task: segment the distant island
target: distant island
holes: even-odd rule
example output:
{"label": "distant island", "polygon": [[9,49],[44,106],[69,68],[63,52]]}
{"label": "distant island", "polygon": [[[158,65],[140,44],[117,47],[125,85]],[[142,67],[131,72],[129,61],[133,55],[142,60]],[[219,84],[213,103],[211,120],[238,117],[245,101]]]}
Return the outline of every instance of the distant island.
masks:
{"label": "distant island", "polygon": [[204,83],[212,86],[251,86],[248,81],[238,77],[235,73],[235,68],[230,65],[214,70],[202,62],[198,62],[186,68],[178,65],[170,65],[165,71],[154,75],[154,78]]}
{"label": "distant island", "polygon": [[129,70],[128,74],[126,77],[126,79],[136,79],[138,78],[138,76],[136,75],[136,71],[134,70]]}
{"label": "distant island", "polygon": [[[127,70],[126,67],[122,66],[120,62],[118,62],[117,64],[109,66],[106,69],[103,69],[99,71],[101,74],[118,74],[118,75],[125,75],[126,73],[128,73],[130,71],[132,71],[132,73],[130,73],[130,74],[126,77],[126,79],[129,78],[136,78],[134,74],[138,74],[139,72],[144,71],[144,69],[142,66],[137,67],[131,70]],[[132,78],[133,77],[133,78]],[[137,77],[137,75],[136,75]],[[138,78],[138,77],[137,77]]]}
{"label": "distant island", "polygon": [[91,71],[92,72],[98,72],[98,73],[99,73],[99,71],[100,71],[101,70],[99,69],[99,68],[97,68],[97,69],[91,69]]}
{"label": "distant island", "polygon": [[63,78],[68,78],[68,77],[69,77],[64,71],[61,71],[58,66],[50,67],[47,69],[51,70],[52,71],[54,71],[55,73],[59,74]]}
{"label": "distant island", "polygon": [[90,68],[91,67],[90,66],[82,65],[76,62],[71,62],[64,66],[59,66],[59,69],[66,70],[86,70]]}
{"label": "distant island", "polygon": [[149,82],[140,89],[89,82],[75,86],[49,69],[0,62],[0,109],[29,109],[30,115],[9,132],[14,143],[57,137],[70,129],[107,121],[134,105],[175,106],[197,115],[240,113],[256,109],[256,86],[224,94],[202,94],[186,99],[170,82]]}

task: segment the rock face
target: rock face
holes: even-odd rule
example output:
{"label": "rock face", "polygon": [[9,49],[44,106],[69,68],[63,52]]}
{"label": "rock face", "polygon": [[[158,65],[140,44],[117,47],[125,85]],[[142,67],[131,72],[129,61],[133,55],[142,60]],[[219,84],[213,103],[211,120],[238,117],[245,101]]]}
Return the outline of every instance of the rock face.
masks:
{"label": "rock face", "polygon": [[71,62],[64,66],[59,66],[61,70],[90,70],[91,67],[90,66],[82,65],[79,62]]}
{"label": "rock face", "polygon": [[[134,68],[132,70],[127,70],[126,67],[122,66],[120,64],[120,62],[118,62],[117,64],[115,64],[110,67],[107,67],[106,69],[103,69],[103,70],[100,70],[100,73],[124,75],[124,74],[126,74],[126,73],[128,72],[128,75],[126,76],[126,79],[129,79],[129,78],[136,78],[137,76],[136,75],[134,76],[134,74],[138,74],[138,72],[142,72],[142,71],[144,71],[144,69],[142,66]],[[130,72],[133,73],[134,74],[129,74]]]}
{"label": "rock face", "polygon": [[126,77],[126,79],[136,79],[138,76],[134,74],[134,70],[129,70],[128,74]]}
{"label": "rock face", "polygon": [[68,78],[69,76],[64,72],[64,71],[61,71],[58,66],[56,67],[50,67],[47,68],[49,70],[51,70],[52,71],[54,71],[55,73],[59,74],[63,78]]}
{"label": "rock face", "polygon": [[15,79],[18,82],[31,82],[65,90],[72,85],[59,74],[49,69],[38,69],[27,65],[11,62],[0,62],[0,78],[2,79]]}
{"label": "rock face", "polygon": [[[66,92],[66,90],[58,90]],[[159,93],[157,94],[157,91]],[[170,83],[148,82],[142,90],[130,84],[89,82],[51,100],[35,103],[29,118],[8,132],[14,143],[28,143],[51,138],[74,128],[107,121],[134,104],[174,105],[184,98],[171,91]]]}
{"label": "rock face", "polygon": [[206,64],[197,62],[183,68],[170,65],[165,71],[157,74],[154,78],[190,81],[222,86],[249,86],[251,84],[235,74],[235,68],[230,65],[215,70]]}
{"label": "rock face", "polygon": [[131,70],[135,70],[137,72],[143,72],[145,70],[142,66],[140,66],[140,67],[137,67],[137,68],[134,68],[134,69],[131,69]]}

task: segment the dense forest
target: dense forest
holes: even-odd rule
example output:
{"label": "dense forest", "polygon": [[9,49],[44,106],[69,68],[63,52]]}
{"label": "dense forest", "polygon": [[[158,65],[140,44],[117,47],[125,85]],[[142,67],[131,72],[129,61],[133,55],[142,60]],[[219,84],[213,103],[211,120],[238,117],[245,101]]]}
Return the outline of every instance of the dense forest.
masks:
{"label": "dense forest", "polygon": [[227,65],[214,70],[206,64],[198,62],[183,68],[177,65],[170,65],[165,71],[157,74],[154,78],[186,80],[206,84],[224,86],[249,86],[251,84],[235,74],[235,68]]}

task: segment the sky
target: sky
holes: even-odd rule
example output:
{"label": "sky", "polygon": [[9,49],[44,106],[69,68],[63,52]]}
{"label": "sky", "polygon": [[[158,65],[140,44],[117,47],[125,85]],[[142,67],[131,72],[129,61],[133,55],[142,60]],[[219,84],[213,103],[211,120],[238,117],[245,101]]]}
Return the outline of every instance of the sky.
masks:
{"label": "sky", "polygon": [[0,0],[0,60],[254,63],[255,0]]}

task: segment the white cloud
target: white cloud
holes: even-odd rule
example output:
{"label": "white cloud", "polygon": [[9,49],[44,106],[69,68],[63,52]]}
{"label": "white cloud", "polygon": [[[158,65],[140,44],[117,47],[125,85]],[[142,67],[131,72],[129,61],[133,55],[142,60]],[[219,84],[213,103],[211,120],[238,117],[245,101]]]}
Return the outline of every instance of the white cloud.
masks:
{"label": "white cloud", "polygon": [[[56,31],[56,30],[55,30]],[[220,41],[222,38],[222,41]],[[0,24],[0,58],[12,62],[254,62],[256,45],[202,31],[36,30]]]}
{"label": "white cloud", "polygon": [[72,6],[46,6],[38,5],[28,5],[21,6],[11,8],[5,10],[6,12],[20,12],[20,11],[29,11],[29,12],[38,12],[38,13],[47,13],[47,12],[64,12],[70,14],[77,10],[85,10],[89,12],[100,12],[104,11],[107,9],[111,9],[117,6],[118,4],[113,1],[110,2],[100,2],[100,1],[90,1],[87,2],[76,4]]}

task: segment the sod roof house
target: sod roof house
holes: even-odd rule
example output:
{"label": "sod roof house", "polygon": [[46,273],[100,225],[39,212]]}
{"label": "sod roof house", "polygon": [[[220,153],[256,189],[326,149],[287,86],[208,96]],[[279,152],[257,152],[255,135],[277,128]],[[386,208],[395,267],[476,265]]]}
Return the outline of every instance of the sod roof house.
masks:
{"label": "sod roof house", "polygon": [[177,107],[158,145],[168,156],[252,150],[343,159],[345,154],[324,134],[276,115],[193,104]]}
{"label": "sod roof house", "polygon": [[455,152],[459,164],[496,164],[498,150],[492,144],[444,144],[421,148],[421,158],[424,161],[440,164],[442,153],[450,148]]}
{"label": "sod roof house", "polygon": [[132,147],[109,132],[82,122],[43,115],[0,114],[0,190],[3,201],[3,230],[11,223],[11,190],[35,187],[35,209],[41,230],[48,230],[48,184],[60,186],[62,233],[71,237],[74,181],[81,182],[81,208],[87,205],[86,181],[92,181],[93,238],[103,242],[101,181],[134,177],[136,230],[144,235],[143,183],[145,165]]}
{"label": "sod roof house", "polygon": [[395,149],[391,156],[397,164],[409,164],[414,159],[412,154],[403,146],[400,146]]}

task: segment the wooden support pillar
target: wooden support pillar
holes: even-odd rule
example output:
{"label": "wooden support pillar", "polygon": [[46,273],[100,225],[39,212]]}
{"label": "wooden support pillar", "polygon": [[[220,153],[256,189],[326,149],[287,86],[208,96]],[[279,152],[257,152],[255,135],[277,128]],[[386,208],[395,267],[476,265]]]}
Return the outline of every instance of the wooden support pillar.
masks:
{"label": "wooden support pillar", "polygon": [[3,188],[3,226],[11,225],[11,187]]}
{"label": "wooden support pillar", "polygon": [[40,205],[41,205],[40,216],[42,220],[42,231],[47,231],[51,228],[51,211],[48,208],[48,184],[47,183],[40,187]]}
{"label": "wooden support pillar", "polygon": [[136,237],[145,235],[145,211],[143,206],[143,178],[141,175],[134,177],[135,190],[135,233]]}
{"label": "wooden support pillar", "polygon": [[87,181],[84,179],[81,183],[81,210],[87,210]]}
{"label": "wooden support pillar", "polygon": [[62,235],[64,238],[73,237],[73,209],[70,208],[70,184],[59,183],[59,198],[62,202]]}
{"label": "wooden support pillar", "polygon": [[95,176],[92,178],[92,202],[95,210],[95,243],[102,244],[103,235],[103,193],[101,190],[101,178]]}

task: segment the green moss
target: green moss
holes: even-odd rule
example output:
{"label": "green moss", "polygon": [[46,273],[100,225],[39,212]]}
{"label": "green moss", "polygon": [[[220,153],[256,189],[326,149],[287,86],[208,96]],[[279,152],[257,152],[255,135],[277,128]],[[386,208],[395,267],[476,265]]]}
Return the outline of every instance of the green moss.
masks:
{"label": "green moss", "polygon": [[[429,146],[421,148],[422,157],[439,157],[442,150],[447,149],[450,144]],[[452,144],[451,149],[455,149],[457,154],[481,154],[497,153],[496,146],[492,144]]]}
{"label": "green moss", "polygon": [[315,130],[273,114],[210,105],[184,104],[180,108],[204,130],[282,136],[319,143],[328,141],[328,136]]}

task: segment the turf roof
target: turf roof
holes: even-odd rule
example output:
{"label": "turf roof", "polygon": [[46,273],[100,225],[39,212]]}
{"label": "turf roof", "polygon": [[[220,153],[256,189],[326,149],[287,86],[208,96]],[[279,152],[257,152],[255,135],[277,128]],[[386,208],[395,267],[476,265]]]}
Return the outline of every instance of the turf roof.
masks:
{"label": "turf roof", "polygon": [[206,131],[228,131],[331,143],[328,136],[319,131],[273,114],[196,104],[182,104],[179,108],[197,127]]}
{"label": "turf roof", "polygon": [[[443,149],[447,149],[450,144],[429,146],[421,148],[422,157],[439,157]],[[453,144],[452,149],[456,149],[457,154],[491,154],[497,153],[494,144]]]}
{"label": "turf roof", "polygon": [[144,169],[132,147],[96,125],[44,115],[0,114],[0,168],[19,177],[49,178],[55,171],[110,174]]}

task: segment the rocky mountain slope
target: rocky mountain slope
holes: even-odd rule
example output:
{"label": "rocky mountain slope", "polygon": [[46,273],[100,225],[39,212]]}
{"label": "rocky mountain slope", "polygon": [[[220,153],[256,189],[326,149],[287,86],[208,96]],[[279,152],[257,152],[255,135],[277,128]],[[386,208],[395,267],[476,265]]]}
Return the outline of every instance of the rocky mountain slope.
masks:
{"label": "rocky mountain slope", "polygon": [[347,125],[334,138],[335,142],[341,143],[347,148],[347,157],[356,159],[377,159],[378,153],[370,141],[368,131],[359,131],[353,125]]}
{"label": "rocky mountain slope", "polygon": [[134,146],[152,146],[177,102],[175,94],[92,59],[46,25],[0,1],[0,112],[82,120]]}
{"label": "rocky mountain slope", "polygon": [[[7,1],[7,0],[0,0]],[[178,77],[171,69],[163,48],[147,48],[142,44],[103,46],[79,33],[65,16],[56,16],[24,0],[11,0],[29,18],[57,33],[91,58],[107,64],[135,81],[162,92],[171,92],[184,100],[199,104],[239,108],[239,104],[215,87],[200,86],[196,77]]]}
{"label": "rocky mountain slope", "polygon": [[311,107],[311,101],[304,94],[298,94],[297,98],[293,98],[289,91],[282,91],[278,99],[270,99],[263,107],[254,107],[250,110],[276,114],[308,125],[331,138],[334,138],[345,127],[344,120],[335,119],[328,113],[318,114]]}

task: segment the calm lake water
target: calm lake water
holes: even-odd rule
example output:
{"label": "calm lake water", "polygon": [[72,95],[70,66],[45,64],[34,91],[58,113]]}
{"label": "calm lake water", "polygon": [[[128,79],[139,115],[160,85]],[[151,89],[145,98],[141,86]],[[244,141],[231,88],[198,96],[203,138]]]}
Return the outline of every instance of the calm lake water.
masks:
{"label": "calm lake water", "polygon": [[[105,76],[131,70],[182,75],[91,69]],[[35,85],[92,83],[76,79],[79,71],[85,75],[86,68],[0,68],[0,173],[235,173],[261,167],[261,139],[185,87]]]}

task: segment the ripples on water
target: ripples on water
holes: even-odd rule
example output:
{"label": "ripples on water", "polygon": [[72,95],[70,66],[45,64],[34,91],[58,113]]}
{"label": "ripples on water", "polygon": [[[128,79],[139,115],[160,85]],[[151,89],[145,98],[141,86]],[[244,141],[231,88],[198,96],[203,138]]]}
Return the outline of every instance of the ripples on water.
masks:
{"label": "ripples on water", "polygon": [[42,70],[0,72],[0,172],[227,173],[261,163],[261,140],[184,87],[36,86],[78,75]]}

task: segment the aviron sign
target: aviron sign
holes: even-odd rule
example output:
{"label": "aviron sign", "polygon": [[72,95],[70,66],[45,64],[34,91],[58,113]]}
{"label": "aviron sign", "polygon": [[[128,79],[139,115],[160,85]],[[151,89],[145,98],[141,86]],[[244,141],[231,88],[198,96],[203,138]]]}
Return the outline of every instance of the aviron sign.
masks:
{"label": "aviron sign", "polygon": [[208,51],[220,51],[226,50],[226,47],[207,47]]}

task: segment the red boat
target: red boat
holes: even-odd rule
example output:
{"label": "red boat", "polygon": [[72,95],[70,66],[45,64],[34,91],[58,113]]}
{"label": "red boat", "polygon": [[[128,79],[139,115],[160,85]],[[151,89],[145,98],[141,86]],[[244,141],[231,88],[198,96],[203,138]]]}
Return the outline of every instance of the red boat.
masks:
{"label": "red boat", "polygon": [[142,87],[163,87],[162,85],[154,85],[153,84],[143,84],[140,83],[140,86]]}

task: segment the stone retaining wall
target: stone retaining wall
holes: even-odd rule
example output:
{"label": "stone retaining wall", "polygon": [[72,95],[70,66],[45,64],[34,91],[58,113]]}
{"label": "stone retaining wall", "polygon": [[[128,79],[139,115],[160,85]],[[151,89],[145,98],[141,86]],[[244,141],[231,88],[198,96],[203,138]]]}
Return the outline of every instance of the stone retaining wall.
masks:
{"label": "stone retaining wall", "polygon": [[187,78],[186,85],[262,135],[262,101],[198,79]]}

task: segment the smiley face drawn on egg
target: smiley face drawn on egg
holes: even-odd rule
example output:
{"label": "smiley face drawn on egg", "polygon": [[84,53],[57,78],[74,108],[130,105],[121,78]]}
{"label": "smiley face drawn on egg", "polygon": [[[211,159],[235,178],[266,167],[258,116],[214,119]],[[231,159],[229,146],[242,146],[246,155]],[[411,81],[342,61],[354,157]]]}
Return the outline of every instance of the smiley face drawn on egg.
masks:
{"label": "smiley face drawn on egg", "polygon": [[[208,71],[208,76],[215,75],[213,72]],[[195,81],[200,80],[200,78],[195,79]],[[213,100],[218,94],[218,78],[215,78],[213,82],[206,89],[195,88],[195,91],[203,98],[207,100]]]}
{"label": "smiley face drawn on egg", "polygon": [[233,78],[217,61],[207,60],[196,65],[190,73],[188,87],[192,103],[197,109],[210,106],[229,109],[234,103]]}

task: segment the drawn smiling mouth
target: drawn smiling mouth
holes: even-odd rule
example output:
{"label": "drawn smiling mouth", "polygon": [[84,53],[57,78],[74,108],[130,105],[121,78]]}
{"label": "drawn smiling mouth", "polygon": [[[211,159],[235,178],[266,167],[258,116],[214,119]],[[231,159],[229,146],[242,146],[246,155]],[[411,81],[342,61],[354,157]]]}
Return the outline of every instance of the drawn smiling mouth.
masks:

__________________________________________________

▸ EXERCISE GOAL:
Can you convert the lines of the records into a Markdown table with the columns Row and Line, leaving out blank lines? Begin at the line that has "task: segment the drawn smiling mouth" and stop after the last line of the records.

▸ RESPONSE:
| Row | Line |
|---|---|
| 1 | task: segment the drawn smiling mouth |
| 2 | target: drawn smiling mouth |
| 3 | holes: even-odd rule |
| 4 | example output: |
| 5 | {"label": "drawn smiling mouth", "polygon": [[84,53],[57,78],[74,108],[130,105],[121,78]]} |
| 6 | {"label": "drawn smiling mouth", "polygon": [[[211,159],[235,178],[266,167],[258,116],[214,119]],[[231,159],[229,146],[242,146],[246,155]],[[411,81],[342,61],[354,157]]]} |
| 7 | Return the outline of every instance of the drawn smiling mouth. |
| 8 | masks: |